___ PASSAGE TO READ ___
It was a tale of two central banks this week, as the Bank of England raised rates aggressively again, up 50 basis points, while the Federal Reserve slowed down to 25 basis points.
Counterintuitively, the market read the UK Bank’s rise positively, with experts predicting this could be the end of the cycle, while there was discontent in America that its central bank may continue hiking for some time yet, despite the slower pace of increase.
This was because of the rhetoric used by central bank heads Andrew Bailey and Jerome Powell. Yes, in a true case of ‘it’s not what you said but how you said it’, markets were more interested in how the policymakers talked than their actions.
Bailey was decidedly more muted, with his statement reading: “If there were to be evidence of more persistent pressures, then further tightening in monetary policy would be required.”
Conversely, the Federal Reserve’s message that ongoing rate increases may be appropriate caused a stir, until Powell held a conference call this morning detailing that there would only be “a couple more hikes”, which seemed to ease troubled minds.
It appears that these decisions will shape the rest of the year for investors, who suffered through a tumultuous 2022 but have kicked this year off positively, with 96% of funds making a positive return in January. Those that came out on top were some of the worst performers of last year.
The good times may not last, however, if the Fed and BofE can’t get inflation under control. While there is hope that price rises may slow down this year, inflation remains high, particularly in the UK.
Higher prices have been damaging for markets, but it should be noted that there is no consensus on when and if cost pressures may abate.
___
PROMPT 1:
In the piece on the Bank of England and Federal Reserve rate decisions, how much did the Federal Reserve raise rates this week?
PROMPT 2:
Extend the piece on the Bank of England and Federal Reserve rate decisions, picking up after its final sentence.
___ DATA EXCERPTS ___
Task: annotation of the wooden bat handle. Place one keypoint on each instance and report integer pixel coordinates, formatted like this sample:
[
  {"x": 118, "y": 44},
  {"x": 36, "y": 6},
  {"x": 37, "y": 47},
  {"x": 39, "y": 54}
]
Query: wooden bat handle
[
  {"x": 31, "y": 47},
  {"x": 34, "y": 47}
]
___
___ DATA EXCERPTS ___
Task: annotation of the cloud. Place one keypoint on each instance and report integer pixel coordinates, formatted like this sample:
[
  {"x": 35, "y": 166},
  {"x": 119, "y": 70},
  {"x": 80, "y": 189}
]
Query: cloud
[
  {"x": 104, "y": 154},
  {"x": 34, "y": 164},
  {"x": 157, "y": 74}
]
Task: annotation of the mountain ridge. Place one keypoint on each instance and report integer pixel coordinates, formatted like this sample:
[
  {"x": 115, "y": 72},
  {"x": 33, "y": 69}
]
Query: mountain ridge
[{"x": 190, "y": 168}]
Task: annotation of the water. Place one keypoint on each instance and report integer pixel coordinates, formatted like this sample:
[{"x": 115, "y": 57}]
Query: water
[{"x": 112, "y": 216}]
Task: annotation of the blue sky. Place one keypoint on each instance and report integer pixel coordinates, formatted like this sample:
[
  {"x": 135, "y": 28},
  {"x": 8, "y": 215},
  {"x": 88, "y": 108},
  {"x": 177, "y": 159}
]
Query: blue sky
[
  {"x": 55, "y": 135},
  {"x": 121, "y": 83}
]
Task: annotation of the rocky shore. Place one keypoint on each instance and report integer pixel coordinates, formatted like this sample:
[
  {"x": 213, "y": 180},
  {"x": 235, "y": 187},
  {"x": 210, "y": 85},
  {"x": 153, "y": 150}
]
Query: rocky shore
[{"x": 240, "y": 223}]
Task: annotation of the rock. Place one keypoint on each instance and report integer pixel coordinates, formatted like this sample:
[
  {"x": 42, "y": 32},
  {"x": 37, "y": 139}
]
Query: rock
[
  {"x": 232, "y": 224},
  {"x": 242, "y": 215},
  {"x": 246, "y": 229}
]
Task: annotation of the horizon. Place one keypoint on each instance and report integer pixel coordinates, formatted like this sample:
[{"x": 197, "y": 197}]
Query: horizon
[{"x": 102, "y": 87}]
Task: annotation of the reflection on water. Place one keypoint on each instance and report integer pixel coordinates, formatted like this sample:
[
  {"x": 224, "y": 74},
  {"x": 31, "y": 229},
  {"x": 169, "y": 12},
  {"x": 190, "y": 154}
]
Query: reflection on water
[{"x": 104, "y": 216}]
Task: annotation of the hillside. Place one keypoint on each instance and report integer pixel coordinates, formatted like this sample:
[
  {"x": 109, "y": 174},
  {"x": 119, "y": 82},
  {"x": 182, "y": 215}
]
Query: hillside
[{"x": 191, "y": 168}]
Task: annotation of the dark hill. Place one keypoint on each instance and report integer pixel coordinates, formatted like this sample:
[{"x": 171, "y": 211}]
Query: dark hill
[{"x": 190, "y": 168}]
___
WRITTEN ANSWER 1:
25 basis points.

WRITTEN ANSWER 2:
Some analysts argue that by the middle of the year we will be looking at easing inflation, partly because the price of oil and other commodities may start to fall back, but also because wage pressures will fail to materialise. Overall figures will also be compared with already elevated prices from a year ago, which will also help.
In this scenario, central banks can stop raising rates, which has added to the cost-of-living crisis by way of higher bills and higher mortgages.
But that scenario is hanging in the balance. Just as easily, prices could continue to skyrocket, particularly with China – one of the world’s fastest-growing economies over the past few decades – coming out of its zero-Covid lockdown initiative.
If manufacturing in the country picks up, demand for commodities may spike, which would elongate the current inflationary pressures around the world.
As ever, being on both sides of the trade is probably the correct call, particularly in the long term. Investors have been looking at income funds to start the year, which should do well if rates continue to rise, with these portfolios chock full of oil majors and banks.
Conversely, they have also been researching Europe and Asia funds, which should get a boost from China’s re-opening and any uplift in global trade.
Whichever is right, backing assets that can work in both worlds seems appropriate for now, at least until there is a clearer macroeconomic picture.